MATERIAL TO PROCESS:
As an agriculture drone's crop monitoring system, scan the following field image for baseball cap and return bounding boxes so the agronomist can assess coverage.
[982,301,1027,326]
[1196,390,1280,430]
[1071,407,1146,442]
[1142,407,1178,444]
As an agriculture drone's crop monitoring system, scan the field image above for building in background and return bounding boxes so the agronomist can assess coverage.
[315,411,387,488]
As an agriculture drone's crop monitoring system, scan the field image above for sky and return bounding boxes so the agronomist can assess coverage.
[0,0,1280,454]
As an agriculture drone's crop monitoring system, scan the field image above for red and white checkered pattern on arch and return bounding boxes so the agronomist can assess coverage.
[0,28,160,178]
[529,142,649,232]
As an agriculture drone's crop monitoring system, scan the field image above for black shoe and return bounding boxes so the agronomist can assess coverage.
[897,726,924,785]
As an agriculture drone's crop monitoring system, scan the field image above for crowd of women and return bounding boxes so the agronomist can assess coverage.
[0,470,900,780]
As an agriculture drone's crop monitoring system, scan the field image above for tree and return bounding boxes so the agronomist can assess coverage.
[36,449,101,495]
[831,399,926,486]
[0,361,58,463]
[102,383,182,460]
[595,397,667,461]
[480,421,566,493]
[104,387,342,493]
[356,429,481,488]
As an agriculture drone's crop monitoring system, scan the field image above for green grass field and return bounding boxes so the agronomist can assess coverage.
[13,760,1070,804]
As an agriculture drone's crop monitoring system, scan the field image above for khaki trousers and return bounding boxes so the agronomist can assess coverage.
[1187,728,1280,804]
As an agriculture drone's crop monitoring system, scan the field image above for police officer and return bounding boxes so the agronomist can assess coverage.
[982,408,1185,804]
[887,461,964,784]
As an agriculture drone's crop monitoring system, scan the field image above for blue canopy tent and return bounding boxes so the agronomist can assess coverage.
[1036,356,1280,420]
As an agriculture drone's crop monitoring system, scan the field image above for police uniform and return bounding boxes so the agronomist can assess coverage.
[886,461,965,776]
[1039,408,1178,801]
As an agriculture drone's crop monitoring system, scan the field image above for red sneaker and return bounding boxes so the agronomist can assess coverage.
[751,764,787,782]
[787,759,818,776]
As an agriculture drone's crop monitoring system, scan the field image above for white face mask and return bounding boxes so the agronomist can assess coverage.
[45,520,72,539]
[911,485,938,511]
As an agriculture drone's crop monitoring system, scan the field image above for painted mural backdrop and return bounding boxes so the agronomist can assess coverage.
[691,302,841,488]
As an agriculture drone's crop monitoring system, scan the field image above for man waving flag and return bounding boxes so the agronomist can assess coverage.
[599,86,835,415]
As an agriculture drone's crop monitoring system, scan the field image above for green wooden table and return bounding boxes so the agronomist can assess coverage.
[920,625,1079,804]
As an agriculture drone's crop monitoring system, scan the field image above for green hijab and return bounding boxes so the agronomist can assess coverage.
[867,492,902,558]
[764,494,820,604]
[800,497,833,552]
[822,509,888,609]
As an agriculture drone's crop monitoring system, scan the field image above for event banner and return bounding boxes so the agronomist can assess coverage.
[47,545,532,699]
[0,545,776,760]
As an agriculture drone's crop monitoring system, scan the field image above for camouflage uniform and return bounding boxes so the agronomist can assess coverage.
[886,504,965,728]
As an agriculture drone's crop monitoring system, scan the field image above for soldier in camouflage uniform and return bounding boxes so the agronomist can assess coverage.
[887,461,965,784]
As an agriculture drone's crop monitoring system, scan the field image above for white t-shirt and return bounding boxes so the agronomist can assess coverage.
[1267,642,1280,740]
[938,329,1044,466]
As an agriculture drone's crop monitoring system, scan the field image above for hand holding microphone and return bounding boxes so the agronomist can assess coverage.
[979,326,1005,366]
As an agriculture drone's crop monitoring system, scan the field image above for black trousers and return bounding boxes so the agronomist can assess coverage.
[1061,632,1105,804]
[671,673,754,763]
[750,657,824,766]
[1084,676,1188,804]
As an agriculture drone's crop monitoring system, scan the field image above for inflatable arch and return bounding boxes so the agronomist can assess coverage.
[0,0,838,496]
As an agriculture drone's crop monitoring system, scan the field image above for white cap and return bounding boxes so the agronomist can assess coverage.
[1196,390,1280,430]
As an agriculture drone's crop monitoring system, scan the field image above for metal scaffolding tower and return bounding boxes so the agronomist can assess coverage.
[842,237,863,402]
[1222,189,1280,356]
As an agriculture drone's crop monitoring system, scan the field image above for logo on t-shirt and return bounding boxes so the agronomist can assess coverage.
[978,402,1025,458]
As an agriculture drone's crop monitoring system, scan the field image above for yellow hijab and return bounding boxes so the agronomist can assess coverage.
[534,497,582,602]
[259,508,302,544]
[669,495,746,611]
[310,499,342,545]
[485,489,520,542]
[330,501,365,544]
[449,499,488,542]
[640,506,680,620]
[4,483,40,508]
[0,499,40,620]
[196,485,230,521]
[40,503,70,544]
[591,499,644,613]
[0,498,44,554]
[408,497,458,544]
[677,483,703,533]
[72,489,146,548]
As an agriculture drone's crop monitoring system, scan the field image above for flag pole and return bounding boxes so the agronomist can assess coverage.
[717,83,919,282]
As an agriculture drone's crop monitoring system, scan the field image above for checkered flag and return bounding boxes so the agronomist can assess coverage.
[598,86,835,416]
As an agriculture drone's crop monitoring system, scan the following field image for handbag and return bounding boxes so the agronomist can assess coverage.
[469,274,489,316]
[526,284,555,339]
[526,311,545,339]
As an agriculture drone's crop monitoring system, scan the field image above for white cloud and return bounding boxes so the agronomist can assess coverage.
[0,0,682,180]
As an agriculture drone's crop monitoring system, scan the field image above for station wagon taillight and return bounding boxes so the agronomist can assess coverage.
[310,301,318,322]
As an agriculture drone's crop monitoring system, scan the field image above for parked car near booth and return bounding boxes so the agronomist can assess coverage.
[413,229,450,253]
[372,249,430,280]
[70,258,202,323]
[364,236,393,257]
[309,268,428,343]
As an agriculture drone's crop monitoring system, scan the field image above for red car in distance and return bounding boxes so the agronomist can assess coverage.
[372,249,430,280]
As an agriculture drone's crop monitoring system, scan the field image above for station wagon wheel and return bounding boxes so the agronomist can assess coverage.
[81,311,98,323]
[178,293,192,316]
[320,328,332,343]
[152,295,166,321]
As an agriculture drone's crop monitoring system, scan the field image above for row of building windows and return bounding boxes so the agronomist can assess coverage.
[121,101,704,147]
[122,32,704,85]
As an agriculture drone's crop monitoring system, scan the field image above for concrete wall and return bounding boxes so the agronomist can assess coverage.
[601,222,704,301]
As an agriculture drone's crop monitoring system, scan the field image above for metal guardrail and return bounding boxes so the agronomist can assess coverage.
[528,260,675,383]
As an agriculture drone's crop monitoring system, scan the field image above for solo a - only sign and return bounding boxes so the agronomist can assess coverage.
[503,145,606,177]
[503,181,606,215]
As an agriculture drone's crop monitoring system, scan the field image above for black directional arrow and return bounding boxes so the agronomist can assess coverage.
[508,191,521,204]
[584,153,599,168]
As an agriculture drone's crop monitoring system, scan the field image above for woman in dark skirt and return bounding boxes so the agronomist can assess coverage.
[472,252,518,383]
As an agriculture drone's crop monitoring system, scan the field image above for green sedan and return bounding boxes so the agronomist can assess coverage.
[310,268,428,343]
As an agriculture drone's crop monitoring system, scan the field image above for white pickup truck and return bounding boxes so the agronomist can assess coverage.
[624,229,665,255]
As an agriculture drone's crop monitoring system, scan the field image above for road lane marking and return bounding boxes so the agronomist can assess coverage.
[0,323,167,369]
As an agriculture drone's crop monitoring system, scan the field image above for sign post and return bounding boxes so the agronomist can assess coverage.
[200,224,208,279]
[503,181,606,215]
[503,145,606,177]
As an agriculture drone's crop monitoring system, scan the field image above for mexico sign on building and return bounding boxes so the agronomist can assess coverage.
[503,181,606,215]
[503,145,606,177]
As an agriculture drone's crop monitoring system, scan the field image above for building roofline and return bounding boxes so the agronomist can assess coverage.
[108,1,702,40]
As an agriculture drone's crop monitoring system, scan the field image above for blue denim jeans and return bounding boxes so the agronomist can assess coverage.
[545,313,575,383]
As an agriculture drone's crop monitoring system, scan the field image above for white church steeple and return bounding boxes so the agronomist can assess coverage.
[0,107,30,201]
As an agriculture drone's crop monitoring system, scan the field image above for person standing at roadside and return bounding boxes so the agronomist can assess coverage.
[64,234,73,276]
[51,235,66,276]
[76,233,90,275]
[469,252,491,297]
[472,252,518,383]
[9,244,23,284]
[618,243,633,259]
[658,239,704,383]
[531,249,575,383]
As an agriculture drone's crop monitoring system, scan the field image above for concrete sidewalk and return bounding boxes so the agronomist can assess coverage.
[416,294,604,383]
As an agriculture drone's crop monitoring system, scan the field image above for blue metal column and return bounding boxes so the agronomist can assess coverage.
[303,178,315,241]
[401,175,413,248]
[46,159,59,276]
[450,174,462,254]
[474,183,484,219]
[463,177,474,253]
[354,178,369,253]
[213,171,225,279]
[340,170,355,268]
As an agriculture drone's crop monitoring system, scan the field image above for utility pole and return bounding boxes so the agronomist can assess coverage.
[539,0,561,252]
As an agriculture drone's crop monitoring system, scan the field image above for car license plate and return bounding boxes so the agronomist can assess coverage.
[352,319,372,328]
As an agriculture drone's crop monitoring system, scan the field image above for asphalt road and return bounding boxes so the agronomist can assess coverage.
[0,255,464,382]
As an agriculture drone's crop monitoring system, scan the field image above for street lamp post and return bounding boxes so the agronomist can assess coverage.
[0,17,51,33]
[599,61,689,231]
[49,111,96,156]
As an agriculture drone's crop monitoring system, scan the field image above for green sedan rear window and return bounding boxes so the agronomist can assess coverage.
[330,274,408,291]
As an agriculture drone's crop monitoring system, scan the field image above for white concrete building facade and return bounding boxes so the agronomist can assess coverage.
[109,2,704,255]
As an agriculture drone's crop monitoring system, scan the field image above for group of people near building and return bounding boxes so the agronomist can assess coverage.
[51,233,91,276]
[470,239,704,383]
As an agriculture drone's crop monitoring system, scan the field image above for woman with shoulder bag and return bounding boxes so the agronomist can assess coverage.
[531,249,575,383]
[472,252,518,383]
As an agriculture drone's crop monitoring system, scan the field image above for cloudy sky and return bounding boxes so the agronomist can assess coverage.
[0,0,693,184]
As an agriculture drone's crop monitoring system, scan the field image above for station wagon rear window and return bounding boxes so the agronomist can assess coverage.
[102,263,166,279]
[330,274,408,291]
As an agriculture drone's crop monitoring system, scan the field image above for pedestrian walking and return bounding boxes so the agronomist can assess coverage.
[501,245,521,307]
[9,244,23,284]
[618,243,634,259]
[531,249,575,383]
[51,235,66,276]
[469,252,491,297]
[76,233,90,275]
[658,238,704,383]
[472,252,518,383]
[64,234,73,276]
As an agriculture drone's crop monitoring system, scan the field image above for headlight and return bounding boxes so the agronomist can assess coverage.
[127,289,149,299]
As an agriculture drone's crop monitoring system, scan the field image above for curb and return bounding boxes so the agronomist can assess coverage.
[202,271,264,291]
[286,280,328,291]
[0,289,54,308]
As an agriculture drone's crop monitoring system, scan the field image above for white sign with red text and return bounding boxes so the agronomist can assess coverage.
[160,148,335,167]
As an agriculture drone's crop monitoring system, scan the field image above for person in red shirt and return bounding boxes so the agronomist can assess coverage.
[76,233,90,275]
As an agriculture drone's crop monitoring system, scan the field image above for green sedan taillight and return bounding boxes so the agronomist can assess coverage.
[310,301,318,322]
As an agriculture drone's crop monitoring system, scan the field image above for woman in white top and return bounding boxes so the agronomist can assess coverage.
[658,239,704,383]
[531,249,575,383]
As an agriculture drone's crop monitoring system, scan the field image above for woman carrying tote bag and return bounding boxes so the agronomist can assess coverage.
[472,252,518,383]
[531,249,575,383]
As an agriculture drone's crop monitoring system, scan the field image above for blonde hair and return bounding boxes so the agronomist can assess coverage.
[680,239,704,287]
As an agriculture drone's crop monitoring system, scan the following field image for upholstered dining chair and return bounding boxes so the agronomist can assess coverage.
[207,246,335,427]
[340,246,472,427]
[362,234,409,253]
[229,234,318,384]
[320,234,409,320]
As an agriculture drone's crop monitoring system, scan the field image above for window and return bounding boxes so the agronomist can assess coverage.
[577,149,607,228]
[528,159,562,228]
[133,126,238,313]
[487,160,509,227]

TASK GOAL: Please rewrite the part of the items that opens with the line containing "for white t-shirt" and closes with the line containing "[978,402,1025,458]" as a numbered list, including both of those lines and leaving out any blank lines.

RIGHT ANSWER:
1. As an agriculture drone's crop monitoring system, scan the field image above for white t-shirt and return bounding boxes so the agronomist can assess coverage.
2. [1267,642,1280,740]
3. [938,329,1044,466]
4. As an agriculture drone's crop monitoring system, scan the field image above for hand holding microphone and return bounding boxes so the agronomist can assess coverage.
5. [979,326,1005,366]
6. As an agriculture drone's crop monitoring system, scan the field image above for black trousers and return bounding boxes so the agronomist can assess coverage.
7. [1061,632,1105,804]
8. [671,673,754,763]
9. [750,657,824,766]
10. [1084,676,1188,804]
11. As an agriculture drone's crop monitoring system, scan the field image above for inflatable arch and return bounding boxes so the agronomist can assess coverage.
12. [0,0,838,496]
13. As an agriculture drone's crop monitoring system, scan the field image above for white cap and return bounding boxes so the agronomist can assess coverage.
14. [1196,390,1280,430]
15. As an agriculture drone's crop monitoring system, scan the field image above for metal scaffolding tower and return bounding boxes so the agronomist can assess coverage.
16. [842,237,863,402]
17. [1222,189,1280,356]
18. As an agriculture drone's crop monitoring system, scan the field image above for logo on t-shirt and return bounding boxes so the agronomist can assess coverage.
19. [978,402,1025,458]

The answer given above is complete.